Your task:
Apart from the images, reproduce all of the data word for word.

Source records:
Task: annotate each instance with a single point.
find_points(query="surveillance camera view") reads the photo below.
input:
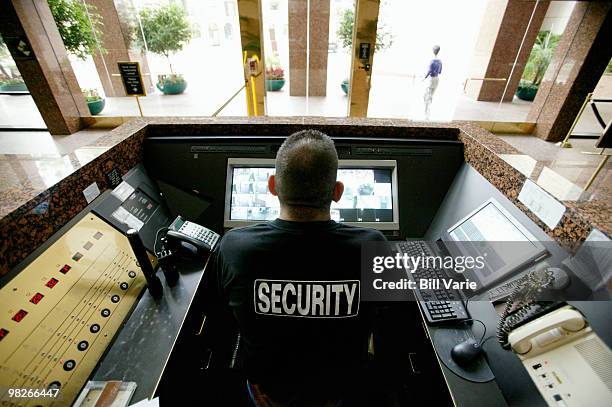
(367, 196)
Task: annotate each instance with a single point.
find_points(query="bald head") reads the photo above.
(306, 169)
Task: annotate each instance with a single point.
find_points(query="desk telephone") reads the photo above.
(190, 236)
(568, 362)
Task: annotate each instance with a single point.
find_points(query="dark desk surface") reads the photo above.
(512, 385)
(141, 350)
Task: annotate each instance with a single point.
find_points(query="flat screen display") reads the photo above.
(367, 198)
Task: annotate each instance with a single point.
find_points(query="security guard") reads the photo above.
(293, 285)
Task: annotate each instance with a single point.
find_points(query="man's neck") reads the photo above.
(304, 214)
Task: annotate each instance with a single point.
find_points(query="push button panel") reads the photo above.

Result for this task:
Task: annotate each instance with a single point.
find_points(query="surveillance camera view") reads the photo below.
input:
(367, 196)
Task: annotate each instance with a single point.
find_points(query="bald head") reads the photo above.
(306, 169)
Task: annotate each instance with a single point.
find_points(query="desk telephone") reads the photo above.
(190, 236)
(568, 362)
Task: annotate each instance with a single point.
find_points(query="dark desk surface") reads the photo above.
(512, 385)
(141, 350)
Task: annotate each instance with a single point.
find_points(query="flat screen display") reads the photo above.
(367, 198)
Task: annotate each instance with a single point.
find_points(query="security guard") reads the photo above.
(293, 285)
Task: annotate each instance with a single point.
find_points(query="man's neck") reads the photo above.
(304, 214)
Task: annotate each instance with a single point.
find_points(query="push button panel") reads the photo above.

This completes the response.